* begin EXTRACTED DATA *
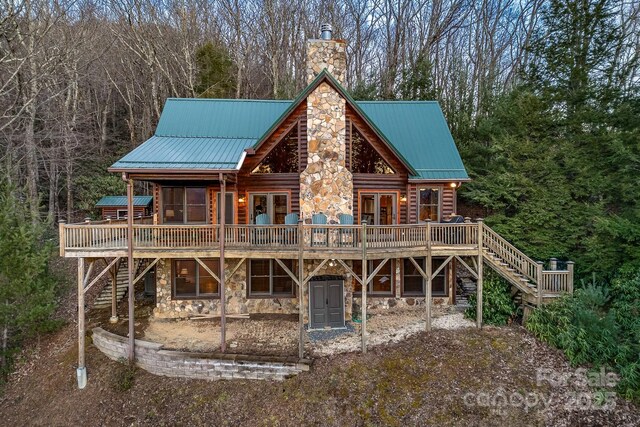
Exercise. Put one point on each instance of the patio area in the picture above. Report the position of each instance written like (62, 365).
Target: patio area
(277, 335)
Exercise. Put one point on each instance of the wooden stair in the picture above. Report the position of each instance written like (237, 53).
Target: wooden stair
(122, 285)
(526, 275)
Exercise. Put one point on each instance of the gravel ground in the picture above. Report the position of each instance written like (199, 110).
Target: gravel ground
(277, 335)
(443, 377)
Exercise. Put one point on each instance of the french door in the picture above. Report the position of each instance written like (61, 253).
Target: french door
(276, 205)
(378, 208)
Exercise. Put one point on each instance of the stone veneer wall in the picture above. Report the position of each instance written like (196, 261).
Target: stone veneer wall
(238, 303)
(152, 358)
(327, 54)
(326, 185)
(235, 294)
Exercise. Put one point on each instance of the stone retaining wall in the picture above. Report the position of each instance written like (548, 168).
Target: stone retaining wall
(152, 358)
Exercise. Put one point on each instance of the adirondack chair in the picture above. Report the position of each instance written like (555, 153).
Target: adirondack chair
(346, 234)
(290, 236)
(319, 236)
(261, 235)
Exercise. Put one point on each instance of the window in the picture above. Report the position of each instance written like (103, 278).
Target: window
(378, 209)
(191, 280)
(182, 205)
(364, 158)
(413, 284)
(429, 204)
(382, 283)
(229, 217)
(268, 278)
(283, 158)
(275, 205)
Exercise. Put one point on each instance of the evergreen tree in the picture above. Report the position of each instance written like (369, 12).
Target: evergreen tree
(215, 75)
(27, 292)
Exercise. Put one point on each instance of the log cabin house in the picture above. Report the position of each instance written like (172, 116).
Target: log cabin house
(323, 206)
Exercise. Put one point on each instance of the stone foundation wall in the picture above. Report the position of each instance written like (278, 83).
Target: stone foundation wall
(152, 358)
(238, 303)
(235, 295)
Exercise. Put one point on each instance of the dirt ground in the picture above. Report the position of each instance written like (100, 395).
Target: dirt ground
(277, 335)
(444, 377)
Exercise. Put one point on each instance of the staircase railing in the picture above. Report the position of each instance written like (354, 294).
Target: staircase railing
(511, 255)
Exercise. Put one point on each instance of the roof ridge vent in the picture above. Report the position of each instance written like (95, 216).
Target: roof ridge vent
(327, 31)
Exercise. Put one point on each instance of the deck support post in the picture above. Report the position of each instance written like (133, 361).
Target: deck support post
(130, 266)
(223, 301)
(300, 290)
(479, 282)
(539, 267)
(427, 295)
(114, 293)
(81, 372)
(365, 287)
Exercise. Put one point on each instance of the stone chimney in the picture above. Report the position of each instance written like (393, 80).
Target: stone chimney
(326, 53)
(326, 185)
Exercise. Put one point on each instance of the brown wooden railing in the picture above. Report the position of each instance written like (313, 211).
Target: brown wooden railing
(515, 258)
(556, 282)
(105, 236)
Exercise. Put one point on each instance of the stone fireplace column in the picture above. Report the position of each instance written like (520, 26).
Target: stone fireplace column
(326, 185)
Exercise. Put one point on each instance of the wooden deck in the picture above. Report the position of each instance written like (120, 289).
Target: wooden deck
(346, 242)
(256, 241)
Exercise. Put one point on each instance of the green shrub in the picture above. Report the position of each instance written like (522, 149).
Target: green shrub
(598, 326)
(498, 307)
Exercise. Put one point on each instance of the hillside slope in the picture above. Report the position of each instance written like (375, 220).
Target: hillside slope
(435, 378)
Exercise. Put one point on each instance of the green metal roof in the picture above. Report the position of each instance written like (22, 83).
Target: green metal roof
(420, 132)
(212, 134)
(203, 134)
(122, 201)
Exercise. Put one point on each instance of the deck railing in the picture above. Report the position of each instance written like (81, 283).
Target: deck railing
(557, 281)
(108, 236)
(105, 237)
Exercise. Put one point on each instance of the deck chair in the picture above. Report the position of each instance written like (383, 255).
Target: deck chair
(290, 236)
(319, 236)
(261, 235)
(346, 234)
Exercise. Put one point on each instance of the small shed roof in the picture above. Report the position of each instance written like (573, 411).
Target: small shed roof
(121, 201)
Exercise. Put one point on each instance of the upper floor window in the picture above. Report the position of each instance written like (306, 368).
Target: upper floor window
(283, 158)
(364, 158)
(181, 205)
(429, 204)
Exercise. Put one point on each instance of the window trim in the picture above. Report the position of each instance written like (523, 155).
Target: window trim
(174, 276)
(269, 194)
(234, 204)
(207, 204)
(440, 189)
(377, 194)
(272, 263)
(445, 272)
(391, 293)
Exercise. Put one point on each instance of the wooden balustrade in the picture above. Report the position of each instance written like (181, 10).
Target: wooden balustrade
(454, 234)
(556, 281)
(515, 259)
(106, 236)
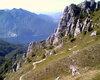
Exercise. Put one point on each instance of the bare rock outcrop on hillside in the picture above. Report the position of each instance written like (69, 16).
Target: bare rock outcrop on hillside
(71, 22)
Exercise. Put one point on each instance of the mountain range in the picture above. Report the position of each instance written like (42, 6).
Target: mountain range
(72, 52)
(22, 26)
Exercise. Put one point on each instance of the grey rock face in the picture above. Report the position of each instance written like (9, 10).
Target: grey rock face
(66, 22)
(78, 28)
(70, 20)
(24, 55)
(30, 47)
(14, 67)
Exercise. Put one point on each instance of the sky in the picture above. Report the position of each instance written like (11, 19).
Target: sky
(38, 6)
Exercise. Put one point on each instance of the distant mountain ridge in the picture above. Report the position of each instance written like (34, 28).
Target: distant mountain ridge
(22, 26)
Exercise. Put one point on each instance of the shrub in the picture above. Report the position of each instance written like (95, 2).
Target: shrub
(73, 39)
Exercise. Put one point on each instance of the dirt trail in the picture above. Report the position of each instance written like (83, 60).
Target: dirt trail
(34, 67)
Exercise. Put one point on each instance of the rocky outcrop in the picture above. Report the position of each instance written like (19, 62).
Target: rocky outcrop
(16, 66)
(71, 22)
(30, 47)
(74, 70)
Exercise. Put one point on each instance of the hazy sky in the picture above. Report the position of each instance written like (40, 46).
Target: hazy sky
(38, 6)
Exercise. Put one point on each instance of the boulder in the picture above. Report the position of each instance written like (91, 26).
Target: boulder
(74, 70)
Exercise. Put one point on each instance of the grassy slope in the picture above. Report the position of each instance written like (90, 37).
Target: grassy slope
(58, 65)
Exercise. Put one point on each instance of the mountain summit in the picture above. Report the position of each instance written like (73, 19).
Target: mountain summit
(19, 24)
(72, 20)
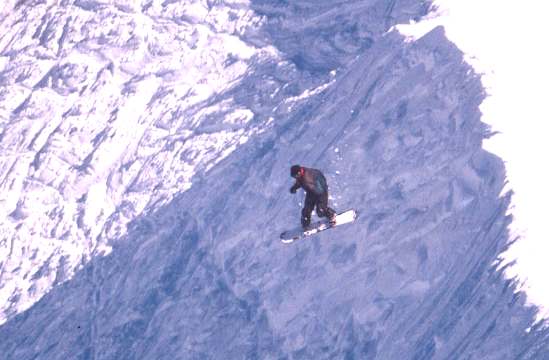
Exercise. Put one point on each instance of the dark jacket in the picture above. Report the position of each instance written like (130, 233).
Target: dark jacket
(312, 181)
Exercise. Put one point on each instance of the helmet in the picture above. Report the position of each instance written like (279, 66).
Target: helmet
(295, 170)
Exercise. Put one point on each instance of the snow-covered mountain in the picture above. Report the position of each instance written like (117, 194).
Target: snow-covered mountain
(107, 112)
(145, 155)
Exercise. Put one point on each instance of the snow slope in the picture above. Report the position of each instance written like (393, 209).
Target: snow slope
(396, 128)
(105, 114)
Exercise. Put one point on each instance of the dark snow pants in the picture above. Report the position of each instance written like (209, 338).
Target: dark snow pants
(322, 209)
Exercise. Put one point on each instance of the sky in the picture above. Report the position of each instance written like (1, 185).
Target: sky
(506, 42)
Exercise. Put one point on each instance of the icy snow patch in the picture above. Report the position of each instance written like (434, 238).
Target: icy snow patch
(99, 123)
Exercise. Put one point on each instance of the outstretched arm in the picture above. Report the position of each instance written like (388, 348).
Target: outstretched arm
(294, 188)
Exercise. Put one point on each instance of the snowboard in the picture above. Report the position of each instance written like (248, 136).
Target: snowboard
(290, 236)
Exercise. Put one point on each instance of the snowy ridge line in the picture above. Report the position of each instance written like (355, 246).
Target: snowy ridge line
(102, 118)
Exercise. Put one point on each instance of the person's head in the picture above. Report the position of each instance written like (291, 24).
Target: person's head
(296, 171)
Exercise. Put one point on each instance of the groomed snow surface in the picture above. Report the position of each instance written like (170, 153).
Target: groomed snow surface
(145, 154)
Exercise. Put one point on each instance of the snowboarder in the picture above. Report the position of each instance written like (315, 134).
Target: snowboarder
(316, 189)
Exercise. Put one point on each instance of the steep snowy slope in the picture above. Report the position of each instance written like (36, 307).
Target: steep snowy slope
(105, 113)
(395, 126)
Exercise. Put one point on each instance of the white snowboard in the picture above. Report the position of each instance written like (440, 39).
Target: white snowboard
(290, 236)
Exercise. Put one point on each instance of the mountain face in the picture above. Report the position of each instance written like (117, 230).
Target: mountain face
(108, 110)
(146, 149)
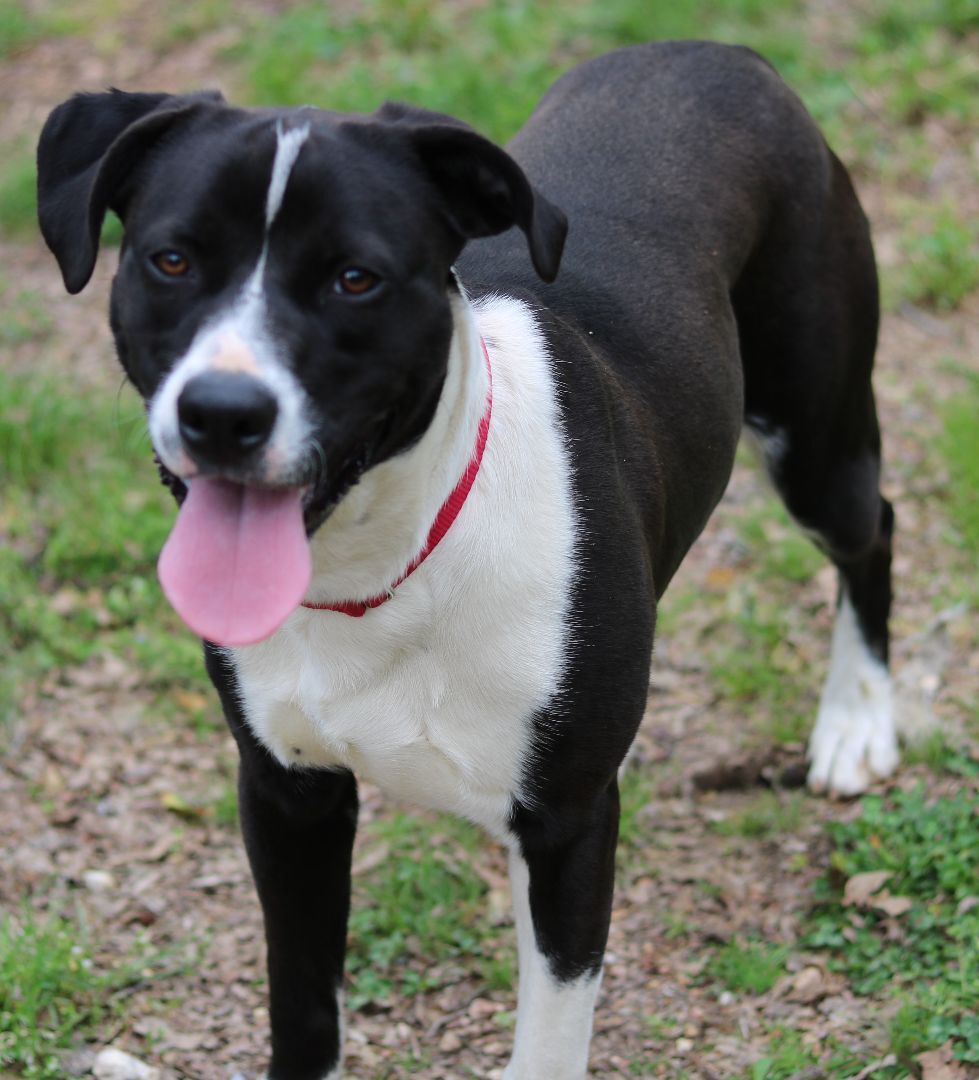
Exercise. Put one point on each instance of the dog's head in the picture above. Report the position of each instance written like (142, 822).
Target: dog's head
(282, 299)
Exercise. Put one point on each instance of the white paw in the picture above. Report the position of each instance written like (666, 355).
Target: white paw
(854, 742)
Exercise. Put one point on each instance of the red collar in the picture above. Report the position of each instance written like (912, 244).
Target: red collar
(443, 520)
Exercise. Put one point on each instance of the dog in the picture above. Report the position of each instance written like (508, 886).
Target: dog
(431, 488)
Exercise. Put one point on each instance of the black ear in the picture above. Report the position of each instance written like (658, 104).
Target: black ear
(89, 147)
(485, 190)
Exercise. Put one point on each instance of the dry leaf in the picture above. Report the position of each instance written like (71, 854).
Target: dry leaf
(941, 1065)
(861, 887)
(892, 905)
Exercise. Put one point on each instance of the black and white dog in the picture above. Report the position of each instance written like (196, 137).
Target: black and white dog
(429, 502)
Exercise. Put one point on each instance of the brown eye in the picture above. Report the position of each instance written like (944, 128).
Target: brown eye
(173, 264)
(353, 281)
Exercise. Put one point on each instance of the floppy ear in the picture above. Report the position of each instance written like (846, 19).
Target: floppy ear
(89, 147)
(485, 190)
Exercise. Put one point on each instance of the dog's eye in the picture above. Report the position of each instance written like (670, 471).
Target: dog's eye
(172, 264)
(353, 281)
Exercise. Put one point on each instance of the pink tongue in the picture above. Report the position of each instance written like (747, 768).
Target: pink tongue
(237, 563)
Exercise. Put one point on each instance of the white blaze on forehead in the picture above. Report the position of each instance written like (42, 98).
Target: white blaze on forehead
(290, 143)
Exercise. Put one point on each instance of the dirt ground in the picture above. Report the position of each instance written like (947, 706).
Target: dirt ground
(84, 788)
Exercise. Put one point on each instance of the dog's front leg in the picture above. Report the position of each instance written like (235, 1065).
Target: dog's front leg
(298, 829)
(562, 881)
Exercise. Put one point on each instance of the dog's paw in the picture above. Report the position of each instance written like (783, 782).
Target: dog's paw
(854, 742)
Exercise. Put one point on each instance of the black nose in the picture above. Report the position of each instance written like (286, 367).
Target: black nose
(225, 417)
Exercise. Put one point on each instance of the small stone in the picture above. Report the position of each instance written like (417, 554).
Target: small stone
(112, 1064)
(450, 1043)
(98, 881)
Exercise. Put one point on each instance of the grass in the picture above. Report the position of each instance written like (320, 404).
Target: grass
(82, 522)
(789, 1056)
(747, 967)
(53, 993)
(82, 517)
(940, 264)
(961, 450)
(769, 813)
(455, 57)
(419, 907)
(925, 957)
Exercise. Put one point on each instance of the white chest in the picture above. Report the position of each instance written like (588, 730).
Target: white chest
(432, 696)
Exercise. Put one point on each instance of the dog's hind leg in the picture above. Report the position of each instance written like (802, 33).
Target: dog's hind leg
(562, 885)
(807, 319)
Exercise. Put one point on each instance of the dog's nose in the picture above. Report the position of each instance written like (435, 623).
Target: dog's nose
(225, 417)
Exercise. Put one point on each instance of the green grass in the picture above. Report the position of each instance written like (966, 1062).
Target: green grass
(419, 908)
(18, 27)
(747, 967)
(18, 197)
(82, 522)
(788, 1056)
(455, 58)
(25, 315)
(53, 994)
(927, 957)
(961, 450)
(769, 813)
(940, 264)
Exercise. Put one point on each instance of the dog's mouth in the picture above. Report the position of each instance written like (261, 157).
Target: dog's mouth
(237, 563)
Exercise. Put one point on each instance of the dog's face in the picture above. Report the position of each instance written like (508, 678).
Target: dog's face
(282, 296)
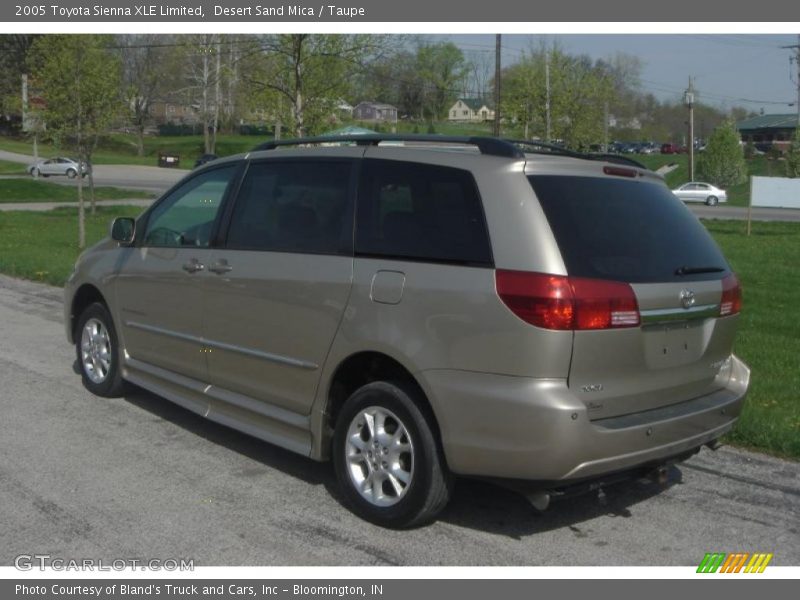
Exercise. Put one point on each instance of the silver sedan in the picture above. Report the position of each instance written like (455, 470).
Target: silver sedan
(697, 191)
(58, 166)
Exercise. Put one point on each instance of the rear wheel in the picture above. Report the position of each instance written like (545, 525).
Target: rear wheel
(388, 463)
(98, 352)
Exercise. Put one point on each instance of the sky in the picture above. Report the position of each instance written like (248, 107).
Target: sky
(751, 71)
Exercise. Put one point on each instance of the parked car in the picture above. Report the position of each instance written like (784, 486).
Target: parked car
(205, 158)
(58, 166)
(470, 307)
(698, 191)
(670, 149)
* end EXTRACTED DATA *
TASK STATEMENT: Reproduce exactly, without any picture, the lines from the one bearing "Exercise. Put one point on each instance of the grass in" to the last line of the records above.

OUTPUT BELOW:
Exercise. Put one point on each instance of the grass in the picture above. Report the position of each instance written like (320, 404).
Target: grass
(82, 522)
(789, 1056)
(747, 967)
(53, 993)
(82, 517)
(940, 264)
(961, 450)
(769, 813)
(455, 57)
(419, 907)
(925, 957)
Exercise. Put one point on each instance of the white chest in the picture above. Report the position of each instance written like (588, 730).
Target: white chest
(432, 696)
Exercise. Put one point on each instance of the dog's hind leg in the picture above. Report the position of each instance written like (802, 33).
Target: dog's hind leg
(562, 885)
(807, 319)
Exercise. Put one point on each instance of the dog's nose in the picture above. Report the position of each instance written like (435, 623).
Target: dog's nose
(225, 417)
Exercise. Put one point on each instance of the green grass in the picture above. Report the position of each instance written like (966, 1062).
Target: green grass
(419, 908)
(18, 27)
(747, 967)
(18, 197)
(82, 522)
(788, 1056)
(455, 58)
(25, 315)
(53, 994)
(927, 957)
(961, 450)
(769, 813)
(940, 264)
Exercise. Put one point on each instance of the dog's mouth in the picture above. Report the position of each instance written like (261, 157).
Target: dog's mouth
(237, 563)
Exercise. Put one point on each instance of the dog's face in the picture above. Report the position of each instance written like (508, 678).
Target: dog's face
(282, 296)
Exercise. Put one point on each instance of the silver sedan in the picture above. Report the position of each instance written like (455, 470).
Target: silver sedan
(697, 191)
(58, 166)
Exercise. Put one point on each instance of the rear wheel in the picture above. Report the position of each instance written like (545, 525).
Target: rear wheel
(388, 463)
(98, 352)
Exercise. Put one point on each instance of the sky in the picture above. Report the position of each instance written like (248, 107).
Target: sky
(751, 71)
Exercise. Put one point on each instance of the parked car in the picture above. Report the position of each instance written like (784, 486).
Target: parked car
(205, 158)
(58, 166)
(470, 307)
(698, 191)
(670, 149)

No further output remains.